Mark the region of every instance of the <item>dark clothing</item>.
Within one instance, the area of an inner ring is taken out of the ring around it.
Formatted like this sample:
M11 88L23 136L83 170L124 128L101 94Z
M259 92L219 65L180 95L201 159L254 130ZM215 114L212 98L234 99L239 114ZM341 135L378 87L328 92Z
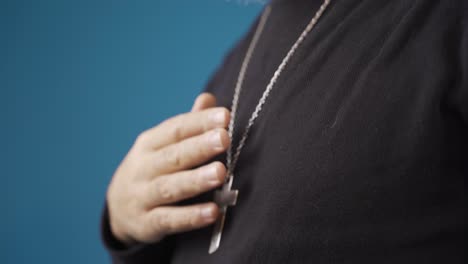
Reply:
M321 2L272 4L240 94L235 146ZM119 250L105 216L114 262L468 263L467 6L332 1L250 131L218 251L208 254L212 226ZM222 106L231 107L255 26L206 88Z

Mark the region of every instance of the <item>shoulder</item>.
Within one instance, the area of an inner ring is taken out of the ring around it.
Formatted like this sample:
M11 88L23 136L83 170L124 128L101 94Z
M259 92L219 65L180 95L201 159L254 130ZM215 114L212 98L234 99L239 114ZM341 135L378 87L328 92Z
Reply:
M204 88L204 92L214 94L218 98L218 102L223 102L223 99L231 98L233 87L225 87L226 83L232 83L237 77L242 60L247 51L248 45L253 38L255 28L259 22L260 15L253 21L247 32L233 44L221 60L216 71L210 77ZM222 105L222 104L221 104Z

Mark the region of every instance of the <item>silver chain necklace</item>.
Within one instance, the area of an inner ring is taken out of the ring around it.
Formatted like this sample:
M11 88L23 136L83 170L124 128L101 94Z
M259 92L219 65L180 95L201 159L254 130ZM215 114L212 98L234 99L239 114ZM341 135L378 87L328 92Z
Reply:
M297 48L299 45L303 42L303 40L306 38L306 36L309 34L309 32L314 28L314 26L317 24L318 20L322 16L323 12L327 9L328 5L330 4L331 0L324 0L322 5L320 6L319 10L315 13L315 16L310 20L310 22L307 24L306 28L304 31L302 31L301 35L299 38L296 40L296 42L293 44L291 49L288 51L286 56L283 58L283 61L281 64L278 66L276 69L275 73L273 74L273 77L270 79L270 82L268 83L267 87L265 88L265 91L262 94L262 97L257 103L257 106L255 107L255 110L252 112L252 115L250 116L250 119L247 123L247 126L244 130L244 133L242 134L242 137L239 141L239 145L236 148L236 153L233 155L233 148L232 144L229 146L229 149L227 151L227 172L228 176L226 178L226 182L224 183L223 187L221 190L218 190L215 192L215 202L218 204L220 207L220 217L215 223L215 227L213 230L213 236L211 238L211 243L210 243L210 248L208 252L211 254L215 252L219 248L219 244L221 242L221 234L223 231L223 226L224 226L224 221L226 218L226 212L227 212L227 207L228 206L234 206L237 201L237 195L238 195L238 190L231 190L232 187L232 182L234 180L234 169L237 165L237 160L239 159L240 152L242 148L245 145L245 141L247 140L247 137L249 135L250 128L254 124L255 119L258 117L258 114L262 110L262 106L265 104L265 101L270 94L271 90L273 89L276 81L278 80L278 77L280 74L283 72L284 68L286 67L287 63L291 59L291 57L294 55L296 52ZM263 28L265 27L265 24L268 20L268 17L271 13L271 6L267 6L260 17L260 21L258 23L258 26L255 30L255 34L250 42L250 45L247 49L247 53L245 54L244 60L242 61L241 69L239 72L239 76L237 78L237 83L236 87L234 90L234 97L232 100L232 107L231 107L231 120L229 122L229 136L231 138L231 142L233 140L233 135L234 135L234 120L236 117L237 113L237 106L239 103L239 94L242 90L242 84L244 82L244 77L245 73L247 71L250 59L252 57L252 54L255 50L255 47L257 46L258 39L260 38L260 35L263 32Z

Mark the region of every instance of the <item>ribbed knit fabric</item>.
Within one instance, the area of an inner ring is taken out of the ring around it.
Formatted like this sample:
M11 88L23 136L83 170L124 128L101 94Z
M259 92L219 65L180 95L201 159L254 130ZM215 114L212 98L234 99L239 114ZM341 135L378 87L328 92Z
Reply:
M320 4L272 3L233 144ZM114 263L468 263L467 6L332 1L250 131L219 250L208 254L212 226L123 249L104 210ZM205 89L222 106L254 29Z

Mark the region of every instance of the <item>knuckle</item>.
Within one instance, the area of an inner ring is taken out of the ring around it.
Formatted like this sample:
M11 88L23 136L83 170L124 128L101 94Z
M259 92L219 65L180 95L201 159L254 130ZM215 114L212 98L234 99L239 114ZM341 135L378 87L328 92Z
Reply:
M135 144L137 145L144 145L146 142L149 141L149 132L148 130L145 130L141 132L135 139Z
M171 233L174 231L174 223L171 221L169 214L159 214L156 222L159 232Z
M212 144L211 142L209 142L209 139L208 140L206 139L206 137L205 138L202 138L202 136L198 137L194 141L194 146L195 146L195 148L193 149L194 155L196 155L197 157L207 157L207 156L210 156L211 153L213 152Z
M159 174L161 163L153 155L138 155L133 160L135 179L151 179Z
M200 219L198 218L198 214L195 213L196 210L187 210L181 216L180 228L183 230L192 230L198 226Z
M182 165L182 158L176 148L164 149L162 156L170 167L178 168Z
M148 240L148 230L146 225L135 225L133 227L133 233L135 234L135 238L140 241Z
M158 209L155 209L157 211ZM163 220L161 220L161 214L158 212L153 212L149 219L149 226L152 229L153 233L160 233L164 228Z
M167 184L161 184L158 188L158 195L163 201L172 201L174 200L175 193Z
M171 164L173 167L180 167L182 165L182 158L180 157L180 155L178 155L178 153L175 153L171 159Z
M198 210L193 210L190 215L187 216L188 219L188 227L190 229L197 228L200 225L201 217L198 213Z
M188 175L192 176L192 175ZM175 189L175 197L179 199L187 198L192 194L195 194L194 191L197 188L197 177L186 178L186 175L182 176L177 182L177 188Z
M167 220L166 228L163 230L166 234L177 233L180 230L179 225L175 221Z
M205 186L207 185L207 183L204 173L201 172L198 175L198 177L192 177L190 185L186 187L185 193L187 194L187 196L197 195L205 191Z
M162 122L162 124L166 125L166 126L170 126L171 123L177 123L177 120L180 119L180 117L182 116L183 114L176 114L174 116L171 116L169 118L167 118L166 120L164 120Z
M179 119L180 120L180 119ZM171 128L171 135L175 141L181 141L184 138L182 121L175 122Z

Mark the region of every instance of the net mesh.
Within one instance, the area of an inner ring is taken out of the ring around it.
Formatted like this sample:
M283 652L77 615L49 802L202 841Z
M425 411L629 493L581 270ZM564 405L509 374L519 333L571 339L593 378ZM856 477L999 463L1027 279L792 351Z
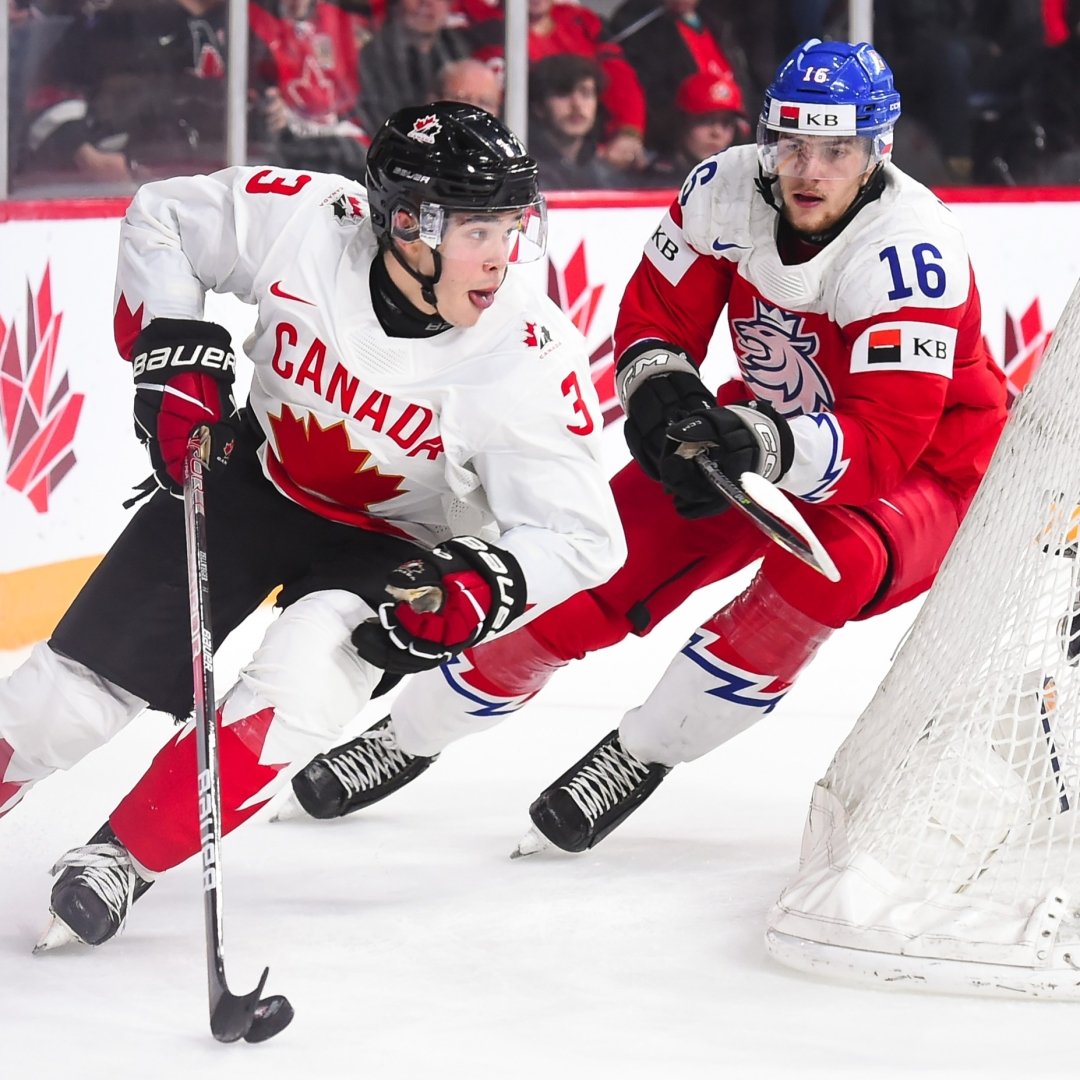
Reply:
M815 805L836 829L823 845L818 822L818 851L804 843L771 925L978 960L980 942L1053 938L1029 925L1048 898L1065 919L1080 901L1078 324L1080 287L915 625L819 785Z

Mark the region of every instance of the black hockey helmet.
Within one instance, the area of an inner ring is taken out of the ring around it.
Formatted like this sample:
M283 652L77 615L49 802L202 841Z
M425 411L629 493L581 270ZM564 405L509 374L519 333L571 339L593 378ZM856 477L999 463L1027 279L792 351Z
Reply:
M399 109L368 150L375 235L382 242L389 238L399 209L421 221L425 204L446 211L541 207L538 173L518 137L475 105L436 101ZM423 224L411 239L434 247L437 237Z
******
Task to carry out = Whenever a line of the data includes "every", copy that line.

Exercise response =
Mark the region of every instance of the <item>dark clothing</item>.
Mark the region of every instance of the <item>shoulder</item>.
Mark the region of every instance of the <item>silver chain necklace</item>.
Mark the region of every instance of the <item>ribbed knit fabric</item>.
Mark the region of every instance of the <item>knuckle</item>.
Mark the region of every instance of the net mesh.
Mark the region of every instance of the black hockey helmet.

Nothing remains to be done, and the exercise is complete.